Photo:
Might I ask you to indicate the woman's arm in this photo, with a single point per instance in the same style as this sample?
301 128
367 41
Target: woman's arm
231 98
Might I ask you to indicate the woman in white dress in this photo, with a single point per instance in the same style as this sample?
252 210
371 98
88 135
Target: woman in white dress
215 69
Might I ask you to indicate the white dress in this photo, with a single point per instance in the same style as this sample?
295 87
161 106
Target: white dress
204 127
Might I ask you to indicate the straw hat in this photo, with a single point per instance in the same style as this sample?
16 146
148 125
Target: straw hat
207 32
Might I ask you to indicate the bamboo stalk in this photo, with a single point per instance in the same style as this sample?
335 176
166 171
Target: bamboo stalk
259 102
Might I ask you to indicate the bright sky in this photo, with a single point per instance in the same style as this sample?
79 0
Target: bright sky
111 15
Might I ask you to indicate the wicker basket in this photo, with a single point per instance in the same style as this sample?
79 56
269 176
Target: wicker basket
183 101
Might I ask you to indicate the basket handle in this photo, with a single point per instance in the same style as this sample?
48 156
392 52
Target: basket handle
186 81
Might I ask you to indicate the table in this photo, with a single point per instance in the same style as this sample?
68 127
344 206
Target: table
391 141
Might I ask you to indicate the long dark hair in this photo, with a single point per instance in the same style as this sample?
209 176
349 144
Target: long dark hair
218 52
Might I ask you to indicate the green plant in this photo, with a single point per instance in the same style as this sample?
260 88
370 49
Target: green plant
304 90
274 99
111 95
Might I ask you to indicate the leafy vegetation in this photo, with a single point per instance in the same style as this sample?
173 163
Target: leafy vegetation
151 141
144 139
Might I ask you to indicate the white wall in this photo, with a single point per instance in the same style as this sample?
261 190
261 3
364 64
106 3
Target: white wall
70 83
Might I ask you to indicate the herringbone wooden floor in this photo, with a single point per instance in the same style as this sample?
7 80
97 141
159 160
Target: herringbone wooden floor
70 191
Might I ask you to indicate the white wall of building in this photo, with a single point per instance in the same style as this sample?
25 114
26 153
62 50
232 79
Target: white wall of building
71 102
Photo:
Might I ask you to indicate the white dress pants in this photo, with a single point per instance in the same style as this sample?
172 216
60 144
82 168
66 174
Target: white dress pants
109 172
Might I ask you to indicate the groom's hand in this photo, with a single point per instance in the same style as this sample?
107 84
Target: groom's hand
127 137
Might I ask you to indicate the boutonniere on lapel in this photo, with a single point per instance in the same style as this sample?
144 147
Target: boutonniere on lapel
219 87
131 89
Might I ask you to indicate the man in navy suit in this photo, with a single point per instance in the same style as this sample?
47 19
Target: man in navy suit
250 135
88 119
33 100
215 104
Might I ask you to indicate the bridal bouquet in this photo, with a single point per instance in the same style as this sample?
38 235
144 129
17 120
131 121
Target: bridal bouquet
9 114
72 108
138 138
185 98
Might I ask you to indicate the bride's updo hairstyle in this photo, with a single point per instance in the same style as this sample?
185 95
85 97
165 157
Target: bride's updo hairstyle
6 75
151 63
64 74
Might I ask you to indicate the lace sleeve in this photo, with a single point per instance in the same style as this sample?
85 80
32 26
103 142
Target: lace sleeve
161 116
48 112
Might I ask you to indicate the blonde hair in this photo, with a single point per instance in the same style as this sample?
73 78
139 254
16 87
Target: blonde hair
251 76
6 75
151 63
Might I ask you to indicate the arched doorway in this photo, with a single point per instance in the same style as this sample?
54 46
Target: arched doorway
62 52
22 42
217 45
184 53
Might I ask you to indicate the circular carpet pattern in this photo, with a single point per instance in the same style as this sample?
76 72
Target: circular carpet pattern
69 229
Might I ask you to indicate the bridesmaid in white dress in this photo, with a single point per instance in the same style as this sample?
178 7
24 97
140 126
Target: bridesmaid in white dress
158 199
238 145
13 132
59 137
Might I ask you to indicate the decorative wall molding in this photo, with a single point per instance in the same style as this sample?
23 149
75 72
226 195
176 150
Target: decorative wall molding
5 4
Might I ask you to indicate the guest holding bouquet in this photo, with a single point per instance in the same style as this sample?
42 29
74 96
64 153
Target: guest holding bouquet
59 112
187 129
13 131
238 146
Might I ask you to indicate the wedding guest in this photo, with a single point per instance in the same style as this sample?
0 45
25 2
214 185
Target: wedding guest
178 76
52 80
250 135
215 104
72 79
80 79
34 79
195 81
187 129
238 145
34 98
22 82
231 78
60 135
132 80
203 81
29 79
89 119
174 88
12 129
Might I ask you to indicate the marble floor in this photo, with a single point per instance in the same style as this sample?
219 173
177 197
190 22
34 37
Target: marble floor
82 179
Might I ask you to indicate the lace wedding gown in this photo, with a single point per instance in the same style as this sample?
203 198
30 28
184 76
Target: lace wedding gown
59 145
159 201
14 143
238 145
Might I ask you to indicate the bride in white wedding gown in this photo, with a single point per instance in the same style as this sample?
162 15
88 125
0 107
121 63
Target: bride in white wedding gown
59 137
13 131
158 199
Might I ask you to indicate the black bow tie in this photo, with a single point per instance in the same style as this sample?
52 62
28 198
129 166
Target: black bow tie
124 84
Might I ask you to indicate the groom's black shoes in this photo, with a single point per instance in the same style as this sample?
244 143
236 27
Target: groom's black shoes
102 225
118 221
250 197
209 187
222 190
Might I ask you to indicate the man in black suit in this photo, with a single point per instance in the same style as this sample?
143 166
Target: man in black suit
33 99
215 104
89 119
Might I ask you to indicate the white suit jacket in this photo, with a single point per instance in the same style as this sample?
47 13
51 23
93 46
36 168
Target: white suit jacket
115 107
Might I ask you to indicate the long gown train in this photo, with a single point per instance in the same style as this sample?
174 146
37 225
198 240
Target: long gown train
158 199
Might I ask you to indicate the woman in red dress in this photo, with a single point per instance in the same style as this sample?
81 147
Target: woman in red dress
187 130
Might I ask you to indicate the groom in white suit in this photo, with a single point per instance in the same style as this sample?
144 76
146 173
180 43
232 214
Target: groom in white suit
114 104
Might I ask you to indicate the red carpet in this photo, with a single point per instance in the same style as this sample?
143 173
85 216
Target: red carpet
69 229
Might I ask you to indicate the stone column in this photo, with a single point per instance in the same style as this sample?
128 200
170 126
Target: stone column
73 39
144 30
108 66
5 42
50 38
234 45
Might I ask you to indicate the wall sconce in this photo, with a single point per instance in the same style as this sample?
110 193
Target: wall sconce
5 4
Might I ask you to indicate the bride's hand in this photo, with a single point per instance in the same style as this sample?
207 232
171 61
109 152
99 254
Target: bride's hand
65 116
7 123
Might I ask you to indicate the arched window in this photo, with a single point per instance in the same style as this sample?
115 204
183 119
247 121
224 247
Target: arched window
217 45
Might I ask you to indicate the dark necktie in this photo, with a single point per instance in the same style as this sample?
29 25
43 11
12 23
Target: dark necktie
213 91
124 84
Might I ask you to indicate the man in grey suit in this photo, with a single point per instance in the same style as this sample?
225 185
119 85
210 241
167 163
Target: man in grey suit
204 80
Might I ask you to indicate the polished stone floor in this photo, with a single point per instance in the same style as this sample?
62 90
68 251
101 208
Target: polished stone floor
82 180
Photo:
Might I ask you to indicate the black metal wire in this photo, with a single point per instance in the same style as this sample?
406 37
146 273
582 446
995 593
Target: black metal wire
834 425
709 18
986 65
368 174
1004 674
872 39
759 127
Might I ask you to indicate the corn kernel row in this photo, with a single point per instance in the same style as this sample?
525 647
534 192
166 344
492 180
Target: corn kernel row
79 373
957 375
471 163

----------------

## REQUEST:
From the "Might I ask you to indicate the arched window" line to the close of the listing, restate each line word for word.

## COMPLETED TASK:
Might I ask you to indicate the arched window in this photo, with a single point per instance in the same style as this sample?
115 204
183 119
247 121
224 247
Target: arched window
217 45
Might I ask you to indicate the dark necktie in this photo, with a single point per instance in the same style as this sample?
29 25
43 11
12 23
Target: dark necktie
213 91
124 84
Might I ask you to indicate the man in grey suit in this photo, with a single point per instance in the same style as this sample?
225 185
119 85
210 241
167 163
Target: man in grey suit
204 80
Might I ask you to indicate the polished stone floor in this photo, with a single point per instance in the same style as this sample?
62 90
68 251
101 208
Target: polished stone floor
82 180
Photo:
Might I ask you to indicate the black metal wire in this photo, with a single point per instance in the same style as this sample?
406 37
146 273
582 446
995 593
Target: black metal wire
834 425
709 18
986 65
368 174
1004 674
872 39
759 127
Might I ask you to indicate the corn kernel row in this photo, with a single point per instance in the same style as this sample?
525 647
534 192
166 344
492 180
Target: corn kernel row
79 373
957 375
471 163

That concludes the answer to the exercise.